» Stated task 1:
Answer these questions about the account of the Casey funeral, marking each answer with the same letter:
(a) At what time were the rites scheduled?
(b) What event was Bishop McGann coming from?
(c) Where did Mrs. Casey and her family sit?

» Selected passage:
..............................

Observations: A Mass of Contradictions

Saturday, May 9 was extraordinarily bright and sunny in New York. There was more activity than usual near LaGuardia Airport, as large black limousines buzzed in and around the side roads and heavy traffic clogged the Grand Central Parkway. It was so congested that there was the danger that guests at the very small and very private funeral for William J. Casey, Director of the Central Intelligence Agency, might be delayed. The ordinary heavy traffic of a fine weekend day lent a sense of urgency to the travelers. The rites were scheduled for 1:30 p.m. The principle concelebrant of the mass would be the Most Rev. John R. McGann, Bishop of Rockville Centre, the sprawling diocese cut thirty years ago from the back of Brooklyn, leaving the New York City counties of Brooklyn and Queens to fend for themselves without the aid of New York’s wealthiest bedroom communities.

The diocese is very rich, yet parts of it are very poor. No matter where you go in it you are not far from the water, not far from the Atlantic Ocean or from what is known affectionately as “the Sound,” a huge gulp of blue between the exclusive North Shore of Long Island and the equally exclusive shore areas of Connecticut.

The most direct route from LaGuardia Airport to Roslyn Harbor, where the funeral mass was said in a small stone church, is along Northern Boulevard, the route of Gatsby to West Egg, two bays away from where the Casey’s lived. However they traveled, they all got there. The President of the United States, and Mrs. Reagan. The former President of the United States, Mr. Nixon. The present U.S. Ambassador to the United Nations, Gen. Vernon Walters and his predecessor, Dr. Jeane Kirkpatrick. The Attorney General, Edwin Meese, III, Interior Secretary Donald Hodel, Energy Secretary John S. Herrington, FBI Director William H. Webster, National Security Advisor Frank Carlucci, former White House Chief of Staff Donald T. Regan, and contra leader Adolfo Calero. The others were, as one says, too numerous to mention.

The President, traveling as presidents do, was able to get there early. The Bishop, coming from an ordination about 12 miles away, arrived late. The service began well after 2:00 p.m., the President and Mrs. Reagan having been entertained in the parish rectory by the pastor while they waited for Bishop McGann to arrive.

Mrs. Casey and her family sat in the front row. Behind them sat the friends, the colleagues, there to honor the memory of their friend. They listened as the mass progressed. The Bishop’s homily was mundane enough, as bishops’ homilies generally are. His good friend Bill, he said, had done so many things for the diocese. And so he had. Those on Long Island recognized that Bill Casey was ubiquitous, giving and moving and shaking with unquestioned clout on behalf of the dozens of charities he shepherded.

..............................

» Records:
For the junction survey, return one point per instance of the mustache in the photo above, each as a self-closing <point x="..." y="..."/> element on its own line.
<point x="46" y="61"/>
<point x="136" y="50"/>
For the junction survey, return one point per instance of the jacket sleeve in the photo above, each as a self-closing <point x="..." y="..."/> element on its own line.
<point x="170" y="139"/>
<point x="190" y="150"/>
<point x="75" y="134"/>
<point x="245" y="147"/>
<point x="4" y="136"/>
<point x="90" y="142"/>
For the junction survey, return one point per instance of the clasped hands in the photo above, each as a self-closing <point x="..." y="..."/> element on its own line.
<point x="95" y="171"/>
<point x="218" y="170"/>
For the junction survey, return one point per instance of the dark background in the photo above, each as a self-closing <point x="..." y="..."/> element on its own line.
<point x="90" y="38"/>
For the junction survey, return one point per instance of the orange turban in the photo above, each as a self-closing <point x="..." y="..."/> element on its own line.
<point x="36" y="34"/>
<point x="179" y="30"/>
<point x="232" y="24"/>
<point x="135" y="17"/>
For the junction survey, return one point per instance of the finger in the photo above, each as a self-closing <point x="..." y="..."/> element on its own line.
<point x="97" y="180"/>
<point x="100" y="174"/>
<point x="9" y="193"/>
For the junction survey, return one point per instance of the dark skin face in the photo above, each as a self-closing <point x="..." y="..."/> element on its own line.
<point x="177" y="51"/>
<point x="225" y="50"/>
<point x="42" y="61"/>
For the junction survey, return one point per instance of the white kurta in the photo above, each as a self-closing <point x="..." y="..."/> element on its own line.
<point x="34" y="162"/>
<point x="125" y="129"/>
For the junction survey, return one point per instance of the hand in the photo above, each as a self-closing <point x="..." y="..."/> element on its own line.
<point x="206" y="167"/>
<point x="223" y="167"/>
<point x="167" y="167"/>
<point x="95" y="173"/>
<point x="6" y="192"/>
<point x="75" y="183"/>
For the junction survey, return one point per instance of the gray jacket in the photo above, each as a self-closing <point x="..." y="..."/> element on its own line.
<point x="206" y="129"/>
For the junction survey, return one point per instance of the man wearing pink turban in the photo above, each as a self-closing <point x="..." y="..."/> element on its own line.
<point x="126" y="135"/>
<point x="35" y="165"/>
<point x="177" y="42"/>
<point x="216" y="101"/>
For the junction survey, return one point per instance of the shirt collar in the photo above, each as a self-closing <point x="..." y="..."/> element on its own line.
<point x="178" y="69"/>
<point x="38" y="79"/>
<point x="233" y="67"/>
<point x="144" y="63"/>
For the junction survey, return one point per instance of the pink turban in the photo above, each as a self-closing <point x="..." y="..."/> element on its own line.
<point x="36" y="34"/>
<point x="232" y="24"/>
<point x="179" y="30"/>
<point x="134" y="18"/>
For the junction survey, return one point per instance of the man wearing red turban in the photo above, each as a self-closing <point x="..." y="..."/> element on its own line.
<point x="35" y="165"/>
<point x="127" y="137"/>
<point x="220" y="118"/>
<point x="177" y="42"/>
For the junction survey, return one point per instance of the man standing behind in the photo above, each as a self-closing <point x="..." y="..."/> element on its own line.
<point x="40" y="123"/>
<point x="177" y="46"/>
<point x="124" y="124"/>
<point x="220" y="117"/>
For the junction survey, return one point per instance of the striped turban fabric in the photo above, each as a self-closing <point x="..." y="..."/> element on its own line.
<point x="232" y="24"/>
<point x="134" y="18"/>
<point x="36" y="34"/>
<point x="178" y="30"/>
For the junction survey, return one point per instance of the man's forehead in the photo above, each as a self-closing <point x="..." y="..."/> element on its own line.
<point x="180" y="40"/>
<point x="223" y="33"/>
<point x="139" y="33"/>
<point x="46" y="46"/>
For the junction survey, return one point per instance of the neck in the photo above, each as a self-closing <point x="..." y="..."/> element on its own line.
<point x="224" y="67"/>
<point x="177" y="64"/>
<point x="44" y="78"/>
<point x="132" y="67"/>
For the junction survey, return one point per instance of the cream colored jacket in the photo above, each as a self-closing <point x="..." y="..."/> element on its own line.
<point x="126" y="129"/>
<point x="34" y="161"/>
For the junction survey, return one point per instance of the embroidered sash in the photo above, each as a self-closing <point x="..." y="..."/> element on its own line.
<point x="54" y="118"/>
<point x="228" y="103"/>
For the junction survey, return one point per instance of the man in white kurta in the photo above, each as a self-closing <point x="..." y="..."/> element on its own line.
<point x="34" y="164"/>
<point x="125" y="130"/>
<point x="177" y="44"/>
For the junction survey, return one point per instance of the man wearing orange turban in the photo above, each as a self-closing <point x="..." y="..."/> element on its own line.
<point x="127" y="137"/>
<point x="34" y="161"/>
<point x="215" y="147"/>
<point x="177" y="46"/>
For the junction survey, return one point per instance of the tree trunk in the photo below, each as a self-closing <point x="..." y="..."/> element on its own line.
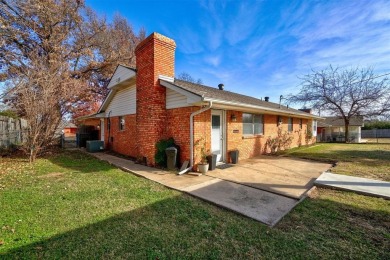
<point x="346" y="121"/>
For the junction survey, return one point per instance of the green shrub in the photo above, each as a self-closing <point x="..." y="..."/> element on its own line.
<point x="160" y="157"/>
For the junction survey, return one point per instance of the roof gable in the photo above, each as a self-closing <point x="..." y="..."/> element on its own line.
<point x="121" y="74"/>
<point x="339" y="121"/>
<point x="222" y="96"/>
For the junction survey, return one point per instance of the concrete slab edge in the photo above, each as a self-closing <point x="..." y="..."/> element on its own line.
<point x="194" y="196"/>
<point x="246" y="185"/>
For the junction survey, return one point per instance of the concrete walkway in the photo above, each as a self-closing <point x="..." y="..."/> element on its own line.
<point x="258" y="204"/>
<point x="289" y="177"/>
<point x="359" y="185"/>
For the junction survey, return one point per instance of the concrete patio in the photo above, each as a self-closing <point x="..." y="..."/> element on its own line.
<point x="285" y="176"/>
<point x="251" y="201"/>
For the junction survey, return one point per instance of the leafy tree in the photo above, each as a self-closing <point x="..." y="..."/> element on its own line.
<point x="56" y="55"/>
<point x="345" y="93"/>
<point x="187" y="77"/>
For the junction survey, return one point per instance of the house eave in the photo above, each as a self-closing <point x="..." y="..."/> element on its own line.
<point x="260" y="109"/>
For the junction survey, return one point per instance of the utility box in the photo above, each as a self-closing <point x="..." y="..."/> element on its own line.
<point x="171" y="153"/>
<point x="212" y="160"/>
<point x="95" y="146"/>
<point x="234" y="156"/>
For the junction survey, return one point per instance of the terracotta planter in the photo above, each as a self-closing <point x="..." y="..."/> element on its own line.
<point x="203" y="168"/>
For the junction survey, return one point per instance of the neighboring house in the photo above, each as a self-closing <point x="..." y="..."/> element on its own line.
<point x="332" y="129"/>
<point x="69" y="129"/>
<point x="148" y="104"/>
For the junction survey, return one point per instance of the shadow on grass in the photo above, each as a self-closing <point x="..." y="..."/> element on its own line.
<point x="78" y="161"/>
<point x="181" y="228"/>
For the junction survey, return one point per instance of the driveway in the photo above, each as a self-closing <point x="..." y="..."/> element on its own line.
<point x="285" y="176"/>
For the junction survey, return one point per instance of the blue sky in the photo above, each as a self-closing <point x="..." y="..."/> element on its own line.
<point x="260" y="48"/>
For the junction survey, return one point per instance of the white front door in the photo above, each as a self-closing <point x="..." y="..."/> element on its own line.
<point x="217" y="134"/>
<point x="101" y="129"/>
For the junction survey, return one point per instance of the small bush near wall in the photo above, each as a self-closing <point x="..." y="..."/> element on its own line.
<point x="160" y="157"/>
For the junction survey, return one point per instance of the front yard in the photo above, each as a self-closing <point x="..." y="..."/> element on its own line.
<point x="72" y="205"/>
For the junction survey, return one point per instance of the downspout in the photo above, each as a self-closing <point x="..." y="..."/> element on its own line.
<point x="109" y="129"/>
<point x="192" y="131"/>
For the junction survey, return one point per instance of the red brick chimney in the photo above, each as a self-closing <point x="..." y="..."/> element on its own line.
<point x="155" y="56"/>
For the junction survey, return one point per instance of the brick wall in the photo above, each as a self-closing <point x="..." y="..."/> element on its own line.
<point x="250" y="146"/>
<point x="178" y="127"/>
<point x="154" y="56"/>
<point x="122" y="141"/>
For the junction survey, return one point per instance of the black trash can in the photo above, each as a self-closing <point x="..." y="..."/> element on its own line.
<point x="171" y="153"/>
<point x="212" y="160"/>
<point x="234" y="156"/>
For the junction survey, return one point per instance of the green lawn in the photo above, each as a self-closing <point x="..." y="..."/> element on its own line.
<point x="362" y="160"/>
<point x="71" y="205"/>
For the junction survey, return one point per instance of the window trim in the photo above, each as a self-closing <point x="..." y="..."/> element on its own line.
<point x="121" y="126"/>
<point x="290" y="124"/>
<point x="253" y="125"/>
<point x="279" y="121"/>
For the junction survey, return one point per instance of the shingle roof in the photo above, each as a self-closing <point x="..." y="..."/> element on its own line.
<point x="215" y="93"/>
<point x="339" y="121"/>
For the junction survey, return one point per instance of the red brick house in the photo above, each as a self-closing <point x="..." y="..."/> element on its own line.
<point x="148" y="104"/>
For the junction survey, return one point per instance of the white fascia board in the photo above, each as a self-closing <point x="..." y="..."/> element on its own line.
<point x="101" y="115"/>
<point x="276" y="111"/>
<point x="107" y="101"/>
<point x="129" y="74"/>
<point x="190" y="96"/>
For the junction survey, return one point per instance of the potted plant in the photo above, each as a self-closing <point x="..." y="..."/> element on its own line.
<point x="203" y="165"/>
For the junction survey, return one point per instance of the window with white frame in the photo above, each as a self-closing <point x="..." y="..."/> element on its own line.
<point x="279" y="120"/>
<point x="290" y="124"/>
<point x="314" y="127"/>
<point x="252" y="124"/>
<point x="121" y="123"/>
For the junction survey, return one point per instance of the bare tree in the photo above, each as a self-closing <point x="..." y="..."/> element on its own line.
<point x="345" y="93"/>
<point x="54" y="53"/>
<point x="187" y="77"/>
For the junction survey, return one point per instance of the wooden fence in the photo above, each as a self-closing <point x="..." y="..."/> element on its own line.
<point x="12" y="131"/>
<point x="376" y="133"/>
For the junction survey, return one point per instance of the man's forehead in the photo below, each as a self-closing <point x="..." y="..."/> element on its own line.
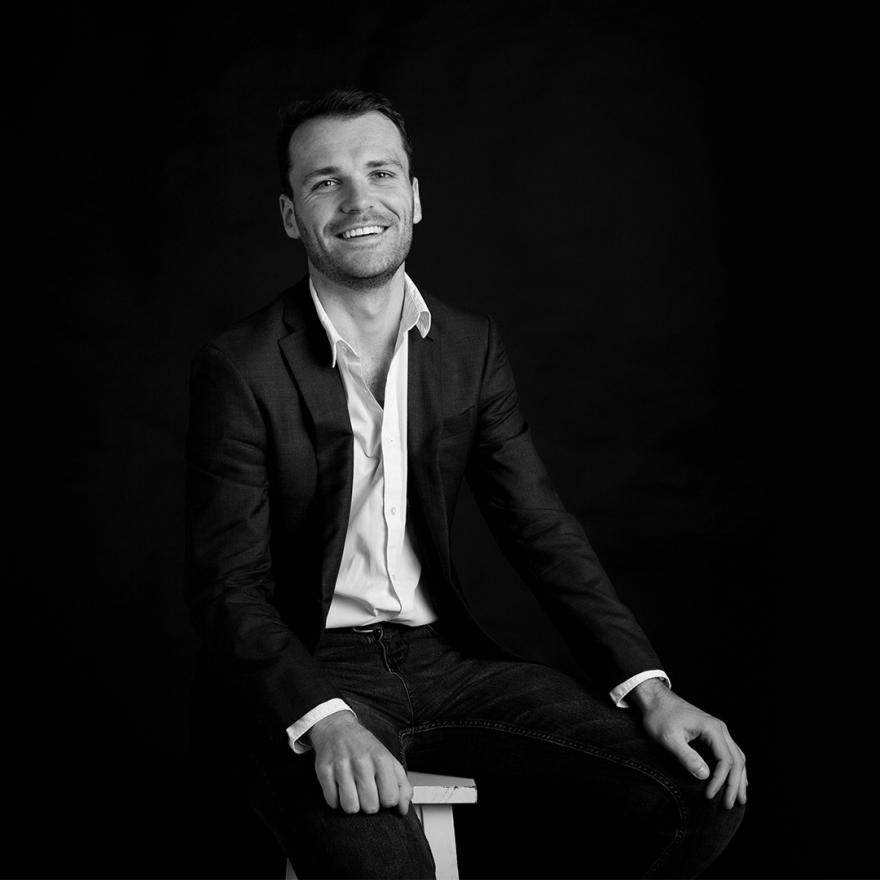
<point x="329" y="139"/>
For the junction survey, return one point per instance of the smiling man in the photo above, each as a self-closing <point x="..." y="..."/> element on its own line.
<point x="329" y="435"/>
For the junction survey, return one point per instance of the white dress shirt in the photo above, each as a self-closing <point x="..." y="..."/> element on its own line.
<point x="379" y="576"/>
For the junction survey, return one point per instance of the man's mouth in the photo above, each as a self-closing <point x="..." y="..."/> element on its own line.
<point x="361" y="231"/>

..............................

» Stated task 2: How many lines of the records contain the word "wearing"? Give only the number.

» Task solution 1:
(a) 1:30 p.m.
(b) An ordination about 12 miles away.
(c) In the front row.

» Task solution 2: 3